### Aim of the task
Return all of the records below verbatim, keeping every line as it is.

### Records supplied
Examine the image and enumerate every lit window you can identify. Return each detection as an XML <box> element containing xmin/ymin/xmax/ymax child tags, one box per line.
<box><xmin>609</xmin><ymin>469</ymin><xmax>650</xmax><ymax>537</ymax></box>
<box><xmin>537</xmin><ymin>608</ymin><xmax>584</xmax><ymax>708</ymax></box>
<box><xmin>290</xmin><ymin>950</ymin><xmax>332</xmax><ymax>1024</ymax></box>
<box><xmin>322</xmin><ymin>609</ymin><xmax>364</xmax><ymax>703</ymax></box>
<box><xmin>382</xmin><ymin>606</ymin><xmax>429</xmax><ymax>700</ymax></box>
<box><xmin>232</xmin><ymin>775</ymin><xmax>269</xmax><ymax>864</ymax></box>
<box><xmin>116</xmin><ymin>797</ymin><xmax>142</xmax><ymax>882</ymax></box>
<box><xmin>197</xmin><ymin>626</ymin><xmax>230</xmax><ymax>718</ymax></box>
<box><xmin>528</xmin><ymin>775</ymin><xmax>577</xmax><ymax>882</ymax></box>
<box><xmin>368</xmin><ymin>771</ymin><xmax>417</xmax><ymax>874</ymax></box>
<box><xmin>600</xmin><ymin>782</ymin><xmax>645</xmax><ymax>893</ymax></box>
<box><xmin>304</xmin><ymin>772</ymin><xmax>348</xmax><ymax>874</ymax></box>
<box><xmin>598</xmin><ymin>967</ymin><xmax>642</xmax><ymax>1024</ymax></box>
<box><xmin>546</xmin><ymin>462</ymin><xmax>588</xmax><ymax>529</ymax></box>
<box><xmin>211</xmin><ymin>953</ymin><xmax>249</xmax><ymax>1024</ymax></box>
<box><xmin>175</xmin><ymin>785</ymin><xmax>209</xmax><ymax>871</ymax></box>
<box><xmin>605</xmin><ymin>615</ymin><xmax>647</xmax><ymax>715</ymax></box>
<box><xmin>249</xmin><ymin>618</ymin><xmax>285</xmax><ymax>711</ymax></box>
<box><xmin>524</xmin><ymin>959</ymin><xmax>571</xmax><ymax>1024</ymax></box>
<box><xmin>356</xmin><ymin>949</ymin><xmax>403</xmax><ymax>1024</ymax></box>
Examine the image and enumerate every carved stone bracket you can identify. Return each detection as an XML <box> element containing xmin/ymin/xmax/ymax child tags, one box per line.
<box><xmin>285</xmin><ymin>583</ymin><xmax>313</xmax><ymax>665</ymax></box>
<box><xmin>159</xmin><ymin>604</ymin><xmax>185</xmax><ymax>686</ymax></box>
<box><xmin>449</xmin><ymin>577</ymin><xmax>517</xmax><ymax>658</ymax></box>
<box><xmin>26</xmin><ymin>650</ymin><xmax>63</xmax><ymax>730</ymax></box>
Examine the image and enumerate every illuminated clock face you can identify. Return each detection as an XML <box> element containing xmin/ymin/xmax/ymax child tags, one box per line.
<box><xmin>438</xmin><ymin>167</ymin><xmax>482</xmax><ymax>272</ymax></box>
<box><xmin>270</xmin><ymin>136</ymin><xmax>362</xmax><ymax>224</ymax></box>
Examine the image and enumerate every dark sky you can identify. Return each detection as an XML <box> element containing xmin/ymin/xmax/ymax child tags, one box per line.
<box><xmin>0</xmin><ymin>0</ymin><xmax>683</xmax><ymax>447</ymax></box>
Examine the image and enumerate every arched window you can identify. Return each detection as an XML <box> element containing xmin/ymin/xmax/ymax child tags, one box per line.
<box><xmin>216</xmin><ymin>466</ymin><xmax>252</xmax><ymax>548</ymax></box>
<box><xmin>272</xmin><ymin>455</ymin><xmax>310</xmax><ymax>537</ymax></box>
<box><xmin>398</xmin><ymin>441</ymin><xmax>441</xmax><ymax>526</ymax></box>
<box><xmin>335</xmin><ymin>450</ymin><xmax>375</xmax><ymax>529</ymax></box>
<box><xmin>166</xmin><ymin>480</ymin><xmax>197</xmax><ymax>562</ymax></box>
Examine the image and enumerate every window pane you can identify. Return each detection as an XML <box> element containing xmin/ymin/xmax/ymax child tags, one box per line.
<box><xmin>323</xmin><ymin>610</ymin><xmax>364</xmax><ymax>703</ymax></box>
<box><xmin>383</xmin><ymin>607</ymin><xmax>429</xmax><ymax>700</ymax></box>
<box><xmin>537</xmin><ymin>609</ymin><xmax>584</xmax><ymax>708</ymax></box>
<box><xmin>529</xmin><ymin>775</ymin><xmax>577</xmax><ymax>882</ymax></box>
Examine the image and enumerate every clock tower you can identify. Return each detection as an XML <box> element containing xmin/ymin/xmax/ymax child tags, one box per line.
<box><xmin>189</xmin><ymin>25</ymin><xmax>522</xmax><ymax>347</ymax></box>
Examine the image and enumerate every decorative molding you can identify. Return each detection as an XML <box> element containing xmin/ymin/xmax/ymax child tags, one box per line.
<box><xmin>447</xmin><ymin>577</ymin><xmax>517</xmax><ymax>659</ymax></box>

### Task output
Examine the image and enumerate every lit window you can identify. Return each detection as an XML <box> element containing xmin/ymin/xmax/ymax child tags, one box per line.
<box><xmin>609</xmin><ymin>469</ymin><xmax>650</xmax><ymax>537</ymax></box>
<box><xmin>537</xmin><ymin>608</ymin><xmax>584</xmax><ymax>708</ymax></box>
<box><xmin>290</xmin><ymin>950</ymin><xmax>332</xmax><ymax>1024</ymax></box>
<box><xmin>322</xmin><ymin>609</ymin><xmax>364</xmax><ymax>703</ymax></box>
<box><xmin>382</xmin><ymin>606</ymin><xmax>429</xmax><ymax>700</ymax></box>
<box><xmin>232</xmin><ymin>775</ymin><xmax>269</xmax><ymax>864</ymax></box>
<box><xmin>116</xmin><ymin>797</ymin><xmax>142</xmax><ymax>882</ymax></box>
<box><xmin>197</xmin><ymin>626</ymin><xmax>230</xmax><ymax>718</ymax></box>
<box><xmin>528</xmin><ymin>775</ymin><xmax>577</xmax><ymax>882</ymax></box>
<box><xmin>368</xmin><ymin>771</ymin><xmax>417</xmax><ymax>874</ymax></box>
<box><xmin>600</xmin><ymin>782</ymin><xmax>645</xmax><ymax>893</ymax></box>
<box><xmin>304</xmin><ymin>772</ymin><xmax>348</xmax><ymax>874</ymax></box>
<box><xmin>598</xmin><ymin>967</ymin><xmax>642</xmax><ymax>1024</ymax></box>
<box><xmin>546</xmin><ymin>462</ymin><xmax>588</xmax><ymax>529</ymax></box>
<box><xmin>211</xmin><ymin>953</ymin><xmax>249</xmax><ymax>1024</ymax></box>
<box><xmin>175</xmin><ymin>785</ymin><xmax>209</xmax><ymax>871</ymax></box>
<box><xmin>605</xmin><ymin>615</ymin><xmax>647</xmax><ymax>715</ymax></box>
<box><xmin>249</xmin><ymin>618</ymin><xmax>285</xmax><ymax>711</ymax></box>
<box><xmin>524</xmin><ymin>959</ymin><xmax>571</xmax><ymax>1024</ymax></box>
<box><xmin>356</xmin><ymin>949</ymin><xmax>403</xmax><ymax>1024</ymax></box>
Examine the image and enumerate every carved stone bracket you can identify. Return each detection as an XML <box> element containing xmin/ymin/xmax/ymax child tags, one box per line.
<box><xmin>285</xmin><ymin>583</ymin><xmax>313</xmax><ymax>665</ymax></box>
<box><xmin>159</xmin><ymin>604</ymin><xmax>185</xmax><ymax>686</ymax></box>
<box><xmin>449</xmin><ymin>577</ymin><xmax>517</xmax><ymax>658</ymax></box>
<box><xmin>26</xmin><ymin>650</ymin><xmax>63</xmax><ymax>730</ymax></box>
Examine the image and enumerate every illuminated clock face you can identify. Return each detection as an XML <box> element containing xmin/ymin/xmax/ymax child tags, one box per line.
<box><xmin>438</xmin><ymin>167</ymin><xmax>482</xmax><ymax>272</ymax></box>
<box><xmin>270</xmin><ymin>136</ymin><xmax>362</xmax><ymax>224</ymax></box>
Examine the image and enumerate every dark sky you can identify. Return each detection as an XML <box> element containing xmin/ymin/xmax/ymax child tags, one box per line.
<box><xmin>0</xmin><ymin>0</ymin><xmax>683</xmax><ymax>447</ymax></box>
Examine the image and enumerate every arched window you can identify. Return each detection as an XML <box> element containing xmin/ymin/xmax/ymax child tags, one box per line.
<box><xmin>216</xmin><ymin>466</ymin><xmax>252</xmax><ymax>548</ymax></box>
<box><xmin>272</xmin><ymin>455</ymin><xmax>310</xmax><ymax>537</ymax></box>
<box><xmin>398</xmin><ymin>441</ymin><xmax>441</xmax><ymax>526</ymax></box>
<box><xmin>335</xmin><ymin>450</ymin><xmax>375</xmax><ymax>529</ymax></box>
<box><xmin>166</xmin><ymin>480</ymin><xmax>197</xmax><ymax>562</ymax></box>
Examine the image and enumerate every window pane you can identify. Return each detection as an XML <box> element containing xmin/ymin/xmax/ymax child tags, one box per line.
<box><xmin>323</xmin><ymin>610</ymin><xmax>364</xmax><ymax>703</ymax></box>
<box><xmin>383</xmin><ymin>607</ymin><xmax>429</xmax><ymax>700</ymax></box>
<box><xmin>537</xmin><ymin>609</ymin><xmax>584</xmax><ymax>708</ymax></box>
<box><xmin>529</xmin><ymin>775</ymin><xmax>577</xmax><ymax>882</ymax></box>
Examine the image and enumerate every clock tower you can identify. Return each detection as an XML <box> element containing xmin/ymin/xmax/ymax child tags, one box per line.
<box><xmin>189</xmin><ymin>25</ymin><xmax>522</xmax><ymax>347</ymax></box>
Examine the image and enumerate every decorative molding you can identify. Return each detection as an XML <box> element containing xmin/ymin/xmax/ymax child tags, one box per line.
<box><xmin>447</xmin><ymin>577</ymin><xmax>517</xmax><ymax>659</ymax></box>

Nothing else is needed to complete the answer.